Myths And Facts About Scorpions In Las Vegas
It is that time of year here in Las Vegas when we see weekly rises in temperature. For those of us warm-weather people, it’s a nice time of year. In places like Las Vegas and Phoenix temperatures have already dipped up into the triple digits. However, for bugs, it’s that time of year that their activity gets kicked up a notch. For scorpions in Las Vegas, the beginning of summer is practically a coming out party across the valley.
Scorpions are an incredibly dynamic pest, which makes them one of the most least understood bugs we find around our house. Here are a few things you should know about our creepy, prickly friends.
Toxic is not the same as deadly. Bark scorpions are the most common scorpion found in Las Vegas. They are smaller, about the size of a house key. They are, indeed, considered the most toxic or venomous scorpion in the country, but that doesn’t always equate to “deadly”. Fatalities from bark scorpion stings is actually very rare. Most cases only result in severe discomfort, swelling or numbing.
Sever complications from scorpion stings are typically a result of three primary conditions. Small children usually experience prolonged and exaggerated symptoms, as they have a smaller body mass in comparison to adults. Their immune system are not as efficient as those of adults, and have problems metabolizing through the venom. For similar reasons, elderly folks are also the most susceptible to complications. Weakened and inefficient defense system can cause a myriad of problems.
Lastly, those with known allergies to other stinging insects such as bees should also be extra cautious. If you know you have such allergies follow the same response procedures that you would if you were to be stung by those insects. Wait and see if symptoms begin to escalate, but don’t be hesitant to head to the ER.
Baby scorpions are not any more dangerous than adults. Stemming from the comparison that baby venomous snakes such as rattlesnakes cannot control the amount of poison they inject into their victim is the same assumption for scorpions. There is no validated research that indicates that is the case.
Scorpions can survive a very long time without food or water. Many believe that scorpions are invading their home for one reason – food. While they do, indeed, need food to survive, they absolutely do not care how clean, dirty or food-filled your home is. In the Las Vegas summer, water and cooler temperature emission from your home is what initially attracted them to your home. They can survive several months on very minimal food. One cricket, for example. They are not specifically showing up for “Pizza Night” or to scoop up leftovers.
Scorpions are not rampant in the desert. Contrary to popular belief, there are not that many scorpions in the barren desert. Let me clarify. Yes, they are indigenous to the land, but we have made the problem and population much, much worse. The process has developed and grown over several decades. Basically, we have given them optimal conditions to breed and survive. For decades we have provided an abundant water supply as we have watered our lawns and plants. Our yards themselves have protected them from their natural predators and the interior walls of our houses have provided them shelter. There is nothing we could’ve done, or currently can do, to stop this natural process, but it helps to understand how and why they seem to infest your particular house.
Another day, another dollar. They are just trying to survive like the rest of us.

-.-.-

» Requirement:
Switch "house key" to "paper clip" in the scorpion article, and give the passage from "Toxic is not" up to and including "swelling or numbing.".

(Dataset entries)
-.-.-

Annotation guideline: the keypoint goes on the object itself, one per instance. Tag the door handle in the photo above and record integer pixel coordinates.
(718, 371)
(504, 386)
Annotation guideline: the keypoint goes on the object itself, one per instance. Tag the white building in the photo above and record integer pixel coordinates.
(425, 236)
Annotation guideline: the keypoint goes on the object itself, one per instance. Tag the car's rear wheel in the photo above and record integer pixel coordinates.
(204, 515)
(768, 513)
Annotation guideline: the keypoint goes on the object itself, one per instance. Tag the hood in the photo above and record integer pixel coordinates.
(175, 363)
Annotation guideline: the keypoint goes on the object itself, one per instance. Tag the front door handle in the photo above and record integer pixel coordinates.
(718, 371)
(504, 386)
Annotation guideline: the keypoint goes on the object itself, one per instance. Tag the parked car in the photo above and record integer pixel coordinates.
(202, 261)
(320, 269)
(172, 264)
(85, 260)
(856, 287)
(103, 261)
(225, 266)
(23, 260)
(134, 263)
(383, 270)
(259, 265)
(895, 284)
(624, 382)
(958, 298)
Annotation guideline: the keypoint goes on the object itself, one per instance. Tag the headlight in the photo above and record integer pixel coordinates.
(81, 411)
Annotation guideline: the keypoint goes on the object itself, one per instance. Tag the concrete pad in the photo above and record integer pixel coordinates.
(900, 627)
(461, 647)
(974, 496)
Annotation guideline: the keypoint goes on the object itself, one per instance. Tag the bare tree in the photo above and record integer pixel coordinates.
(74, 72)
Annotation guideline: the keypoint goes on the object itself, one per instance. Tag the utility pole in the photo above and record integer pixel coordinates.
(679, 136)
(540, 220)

-.-.-

» Task solution:
Toxic is not the same as deadly. Bark scorpions are the most common scorpion found in Las Vegas. They are smaller, about the size of a paper clip. They are, indeed, considered the most toxic or venomous scorpion in the country, but that doesn’t always equate to “deadly”. Fatalities from bark scorpion stings is actually very rare. Most cases only result in severe discomfort, swelling or numbing.